- [REQUIREMENTS]: Please pick out each line in the material below that contains the string "target" and copy those lines in full. Matches must agree in case.

Start of MATERIAL PROVIDED

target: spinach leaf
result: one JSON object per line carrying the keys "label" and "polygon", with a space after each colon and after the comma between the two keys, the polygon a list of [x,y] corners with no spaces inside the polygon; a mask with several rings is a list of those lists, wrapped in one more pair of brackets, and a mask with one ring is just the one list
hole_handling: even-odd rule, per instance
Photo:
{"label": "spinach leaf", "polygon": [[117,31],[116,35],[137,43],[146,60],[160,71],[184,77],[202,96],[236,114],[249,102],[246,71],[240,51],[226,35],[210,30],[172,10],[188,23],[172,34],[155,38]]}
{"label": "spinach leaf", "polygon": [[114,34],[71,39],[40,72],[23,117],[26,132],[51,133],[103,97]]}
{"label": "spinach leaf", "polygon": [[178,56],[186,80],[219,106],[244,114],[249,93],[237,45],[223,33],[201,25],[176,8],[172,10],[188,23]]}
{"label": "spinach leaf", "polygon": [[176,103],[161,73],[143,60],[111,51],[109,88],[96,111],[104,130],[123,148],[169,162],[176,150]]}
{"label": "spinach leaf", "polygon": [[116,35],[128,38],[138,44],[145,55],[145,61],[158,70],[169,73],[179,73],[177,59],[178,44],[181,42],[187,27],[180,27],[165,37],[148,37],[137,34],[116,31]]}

End of MATERIAL PROVIDED
Start of MATERIAL PROVIDED

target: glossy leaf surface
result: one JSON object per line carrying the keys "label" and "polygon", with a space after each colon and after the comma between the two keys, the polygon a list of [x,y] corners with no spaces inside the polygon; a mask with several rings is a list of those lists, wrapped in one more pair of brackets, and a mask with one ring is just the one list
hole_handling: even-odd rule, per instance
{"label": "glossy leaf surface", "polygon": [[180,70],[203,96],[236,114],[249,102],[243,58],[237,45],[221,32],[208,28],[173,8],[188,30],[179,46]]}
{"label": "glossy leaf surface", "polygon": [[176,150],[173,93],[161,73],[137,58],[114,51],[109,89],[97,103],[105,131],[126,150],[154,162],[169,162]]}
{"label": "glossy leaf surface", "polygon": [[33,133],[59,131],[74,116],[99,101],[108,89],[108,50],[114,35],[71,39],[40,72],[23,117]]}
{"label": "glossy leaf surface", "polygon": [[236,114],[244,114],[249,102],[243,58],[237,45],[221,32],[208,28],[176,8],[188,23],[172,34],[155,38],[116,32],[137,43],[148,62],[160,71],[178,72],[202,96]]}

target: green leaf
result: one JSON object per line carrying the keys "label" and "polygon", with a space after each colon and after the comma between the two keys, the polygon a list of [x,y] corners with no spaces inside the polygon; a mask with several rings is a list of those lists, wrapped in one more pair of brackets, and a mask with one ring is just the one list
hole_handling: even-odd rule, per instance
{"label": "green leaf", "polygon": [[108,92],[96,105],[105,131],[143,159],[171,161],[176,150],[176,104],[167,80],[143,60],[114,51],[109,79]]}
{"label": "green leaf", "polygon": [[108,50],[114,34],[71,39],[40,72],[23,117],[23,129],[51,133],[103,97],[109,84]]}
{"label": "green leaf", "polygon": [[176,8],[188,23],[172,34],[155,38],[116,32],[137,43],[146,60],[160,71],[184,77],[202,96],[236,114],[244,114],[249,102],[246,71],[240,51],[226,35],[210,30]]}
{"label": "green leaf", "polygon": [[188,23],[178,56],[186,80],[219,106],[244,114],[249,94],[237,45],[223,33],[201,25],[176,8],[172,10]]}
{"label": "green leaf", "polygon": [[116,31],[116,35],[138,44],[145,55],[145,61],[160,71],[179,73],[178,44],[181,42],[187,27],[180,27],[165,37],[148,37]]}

End of MATERIAL PROVIDED
Start of MATERIAL PROVIDED

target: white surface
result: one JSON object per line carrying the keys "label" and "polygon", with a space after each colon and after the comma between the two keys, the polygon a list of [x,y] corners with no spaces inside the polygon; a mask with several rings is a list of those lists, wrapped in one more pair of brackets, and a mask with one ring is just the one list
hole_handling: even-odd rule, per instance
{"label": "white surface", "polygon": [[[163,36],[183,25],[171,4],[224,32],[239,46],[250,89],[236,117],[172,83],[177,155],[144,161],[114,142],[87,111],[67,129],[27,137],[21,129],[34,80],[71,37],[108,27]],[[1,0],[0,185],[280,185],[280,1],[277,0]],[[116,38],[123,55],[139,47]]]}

End of MATERIAL PROVIDED

- [ANSWER TO THIS TASK]:
target: spinach leaf
target: glossy leaf surface
target: green leaf
target: white surface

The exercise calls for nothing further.